This involves an assessment of their level of comprehension and communication ability, and relating these to the particular task, thus making the notion of capacity both time and situation specific (Scottish Executive, 2000).

Capacity is seen to be specific to each decision and although some people will lack the capacity for all decisions, for example those in a coma, others suffer from a more limited impairment and will be capable of making certain decisions. Therefore it is not appropriate to undertake a standardised assessment but rather to narrow an individual judgement to the decision to be made.

When an individual is found to lack competence, this approach allows an attempt to improve capacity through education, changing the format of the information presented – i.e. in pictures rather than words – or treating the underlying condition. The irony of this can sometimes be found in that treating the condition may well be the issue requiring consent. The functional model of capacity is in direct contrast to the all-or-nothing approach employed under the status approach.

Integration of approaches

The functional and outcome approaches may be combined to form a sliding scale, the limit depending on the significance of the decision. Another arrangement combines status and function so that capacity is questioned only in certain groups – although this can be seen as discriminatory against these groups. It is, however, the approach suggested by The Law Commission in England and Wales and in Scotland (Scottish Executive, 2000)

Mechanisms to address loss of capacity

The existing legal régimes to deal with an adult who lacks capacity are wardship and enduring powers of attorney.

The ward of court régime is a substitute decision-making system for adults under Irish law, with a paternalistic approach to consent. The President of the High Court has responsibility for the system and can delegate to the registrar and staff of the Office of Wards of Court. The procedure for bringing a patient into wardship is accessible in the Lunacy Regulation Act 1871.

Wardship proceedings are usually carried out in respect of people who have a significant loss of capacity and who have an estate that requires protection and use in the best interests of that patient. The patient must be declared to be of ‘unsound mind and incapable of managing his person or property’. This must be supported by two medical doctors and the term ‘unsound mind’ is necessary for the matter to proceed. Capacity is assessed on an all-or-nothing basis. An inquiry order is made and a consultant psychiatrist will examine the person. Notice is served on the patient, who has the right to submit any objections in writing to the Registrar.

Declaring a person a ward of court results in a substantial loss of decision-making capacity, and it is significant that a ward of court is not entitled to consent to medical treatment.

The Law Reform Commission has identified a number of problems with the wardship regime: ‘The wards of court system is cumbersome and outdated, the language is inappropriate and the procedures involved are lengthy. Legislation does not deal with how decisions about the person of the ward are to be made.’

An adult who is a ward of court can apply to the President of the High Court to be discharged from wardship. If medical proof of a restoration in the patient’s legal capacity is adequate, control of their person and property will be returned to the patient.

An Enduring Power of Attorney (EPA) allows an adult with sufficient capacity to plan for a future loss of capability under the Powers of Attorney Act 1996. This will allow another adult or a solicitor to make decisions on behalf of the patient if they experience a substantial loss of the requisite capacity, thus avoiding the necessity for them to be made a ward of court at a later date and retaining as much autonomy as possible for the patient. However, an EPA can only be executed by an adult with the appropriate mental capacity and may be unsuitable for adults with an intellectual disability.

☆ ☆ ☆ ☆

▶ WHAT IS NEEDED
Return the passage of the text on legal capacity and wardship that starts at "An adult who is" and ends at "an intellectual disability.", word for word.

▶ DATA SUPPLIED
☆ ☆ ☆ ☆

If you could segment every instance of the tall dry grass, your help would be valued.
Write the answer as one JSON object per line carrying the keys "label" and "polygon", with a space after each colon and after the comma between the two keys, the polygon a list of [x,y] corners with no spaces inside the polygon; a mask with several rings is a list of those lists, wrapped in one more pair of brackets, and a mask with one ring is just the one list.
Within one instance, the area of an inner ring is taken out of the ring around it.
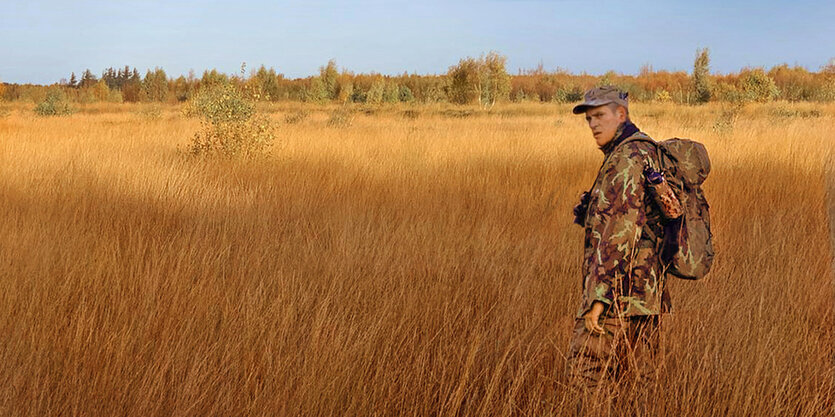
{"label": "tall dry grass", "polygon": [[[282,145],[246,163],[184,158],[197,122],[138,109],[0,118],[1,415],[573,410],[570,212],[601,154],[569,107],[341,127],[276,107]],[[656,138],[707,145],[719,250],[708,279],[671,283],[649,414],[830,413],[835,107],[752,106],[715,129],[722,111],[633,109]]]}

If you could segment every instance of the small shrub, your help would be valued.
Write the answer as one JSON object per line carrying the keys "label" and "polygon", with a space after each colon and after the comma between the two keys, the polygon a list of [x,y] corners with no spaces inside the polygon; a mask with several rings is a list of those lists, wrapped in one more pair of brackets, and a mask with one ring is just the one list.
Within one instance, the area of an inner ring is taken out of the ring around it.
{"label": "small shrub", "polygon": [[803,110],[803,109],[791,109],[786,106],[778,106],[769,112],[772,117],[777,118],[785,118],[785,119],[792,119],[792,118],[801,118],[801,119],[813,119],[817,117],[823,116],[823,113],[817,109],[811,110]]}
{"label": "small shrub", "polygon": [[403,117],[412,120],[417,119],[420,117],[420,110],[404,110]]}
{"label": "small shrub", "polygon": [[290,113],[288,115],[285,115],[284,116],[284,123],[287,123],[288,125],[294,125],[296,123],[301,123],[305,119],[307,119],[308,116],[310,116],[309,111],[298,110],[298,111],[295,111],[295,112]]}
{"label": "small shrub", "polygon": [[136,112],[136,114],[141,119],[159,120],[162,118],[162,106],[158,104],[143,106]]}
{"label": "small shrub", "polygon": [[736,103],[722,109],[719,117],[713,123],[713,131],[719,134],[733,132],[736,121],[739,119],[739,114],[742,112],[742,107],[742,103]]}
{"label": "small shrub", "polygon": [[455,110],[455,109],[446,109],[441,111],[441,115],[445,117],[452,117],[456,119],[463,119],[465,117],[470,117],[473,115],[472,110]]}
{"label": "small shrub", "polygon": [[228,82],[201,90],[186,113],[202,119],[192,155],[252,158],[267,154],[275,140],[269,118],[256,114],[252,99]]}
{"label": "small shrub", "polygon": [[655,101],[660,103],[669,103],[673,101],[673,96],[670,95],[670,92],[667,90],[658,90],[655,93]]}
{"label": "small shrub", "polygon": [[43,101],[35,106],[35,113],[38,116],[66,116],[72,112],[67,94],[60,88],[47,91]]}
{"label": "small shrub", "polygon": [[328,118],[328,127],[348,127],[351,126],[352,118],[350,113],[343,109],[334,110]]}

☆ ☆ ☆ ☆

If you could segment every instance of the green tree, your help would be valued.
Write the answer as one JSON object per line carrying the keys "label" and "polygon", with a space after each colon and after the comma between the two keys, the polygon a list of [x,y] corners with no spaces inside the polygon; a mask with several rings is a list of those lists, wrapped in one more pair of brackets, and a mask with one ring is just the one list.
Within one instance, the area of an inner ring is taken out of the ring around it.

☆ ☆ ☆ ☆

▶ SOLUTION FOR THIS TASK
An adult who is a ward of court can apply to the President of the High Court to be discharged from wardship. If medical proof of a restoration in the patient’s legal capacity is adequate, control of their person and property will be returned to the patient.

An Enduring Power of Attorney (EPA) allows an adult with sufficient capacity to plan for a future loss of capability under the Powers of Attorney Act 1996. This will allow another adult or a solicitor to make decisions on behalf of the patient if they experience a substantial loss of the requisite capacity, thus avoiding the necessity for them to be made a ward of court at a later date and retaining as much autonomy as possible for the patient. However, an EPA can only be executed by an adult with the appropriate mental capacity and may be unsuitable for adults with an intellectual disability.